WORK TO COMPLETE: Please pick out every line in the listing below that contains the string "statue", and copy each of those lines.

[START LISTED RECORDS]

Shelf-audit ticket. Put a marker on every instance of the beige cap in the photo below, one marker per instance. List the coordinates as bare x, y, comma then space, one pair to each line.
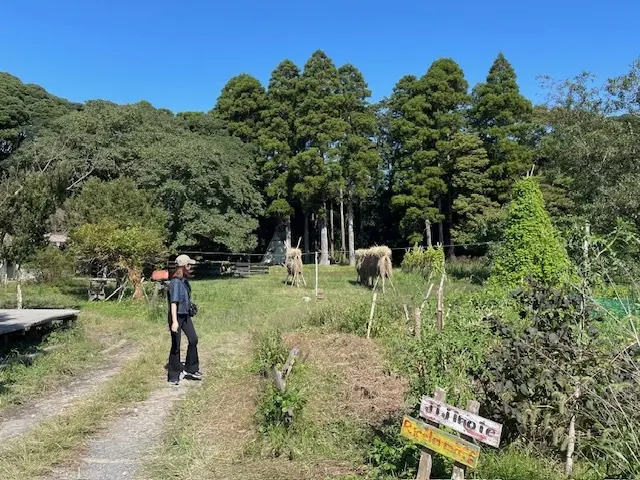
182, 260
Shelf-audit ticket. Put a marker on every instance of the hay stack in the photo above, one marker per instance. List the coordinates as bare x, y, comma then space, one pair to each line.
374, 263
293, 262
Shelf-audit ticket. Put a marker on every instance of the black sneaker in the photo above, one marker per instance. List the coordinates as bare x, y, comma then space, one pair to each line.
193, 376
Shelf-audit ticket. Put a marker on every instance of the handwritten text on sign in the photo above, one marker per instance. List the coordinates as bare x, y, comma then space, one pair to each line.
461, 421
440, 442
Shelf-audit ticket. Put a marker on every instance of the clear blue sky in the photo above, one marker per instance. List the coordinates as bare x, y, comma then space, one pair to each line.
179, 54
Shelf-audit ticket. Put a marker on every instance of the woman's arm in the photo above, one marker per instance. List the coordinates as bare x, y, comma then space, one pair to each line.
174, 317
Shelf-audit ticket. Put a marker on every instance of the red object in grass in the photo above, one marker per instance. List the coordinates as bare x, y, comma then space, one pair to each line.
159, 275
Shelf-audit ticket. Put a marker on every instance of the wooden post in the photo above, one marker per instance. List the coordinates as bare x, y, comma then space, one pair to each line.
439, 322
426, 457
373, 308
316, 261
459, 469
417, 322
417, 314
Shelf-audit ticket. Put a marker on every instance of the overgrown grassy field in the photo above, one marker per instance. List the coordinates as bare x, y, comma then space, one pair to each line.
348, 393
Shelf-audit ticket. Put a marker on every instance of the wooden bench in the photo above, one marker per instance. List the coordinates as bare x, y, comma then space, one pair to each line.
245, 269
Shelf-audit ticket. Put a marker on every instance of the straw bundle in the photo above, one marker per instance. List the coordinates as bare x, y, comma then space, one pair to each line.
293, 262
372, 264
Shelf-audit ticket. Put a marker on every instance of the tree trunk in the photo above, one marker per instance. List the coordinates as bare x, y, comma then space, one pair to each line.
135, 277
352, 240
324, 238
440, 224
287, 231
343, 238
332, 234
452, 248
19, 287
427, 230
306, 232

[END LISTED RECORDS]
[START LISTED RECORDS]

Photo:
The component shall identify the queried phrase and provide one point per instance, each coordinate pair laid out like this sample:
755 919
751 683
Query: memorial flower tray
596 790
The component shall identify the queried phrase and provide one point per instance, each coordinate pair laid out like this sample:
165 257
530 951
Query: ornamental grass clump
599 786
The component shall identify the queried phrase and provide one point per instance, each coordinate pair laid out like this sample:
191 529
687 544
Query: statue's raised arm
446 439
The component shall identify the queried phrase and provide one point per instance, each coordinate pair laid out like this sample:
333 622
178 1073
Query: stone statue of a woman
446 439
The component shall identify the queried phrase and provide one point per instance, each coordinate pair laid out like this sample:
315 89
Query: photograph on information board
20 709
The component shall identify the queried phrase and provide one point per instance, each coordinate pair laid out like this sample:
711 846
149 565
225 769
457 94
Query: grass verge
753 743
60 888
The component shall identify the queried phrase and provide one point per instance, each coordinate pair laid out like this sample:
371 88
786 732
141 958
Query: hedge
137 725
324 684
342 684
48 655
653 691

[END LISTED RECORDS]

ANSWER TO THE TASK:
Query: statue's raised arm
Query: stone statue of a woman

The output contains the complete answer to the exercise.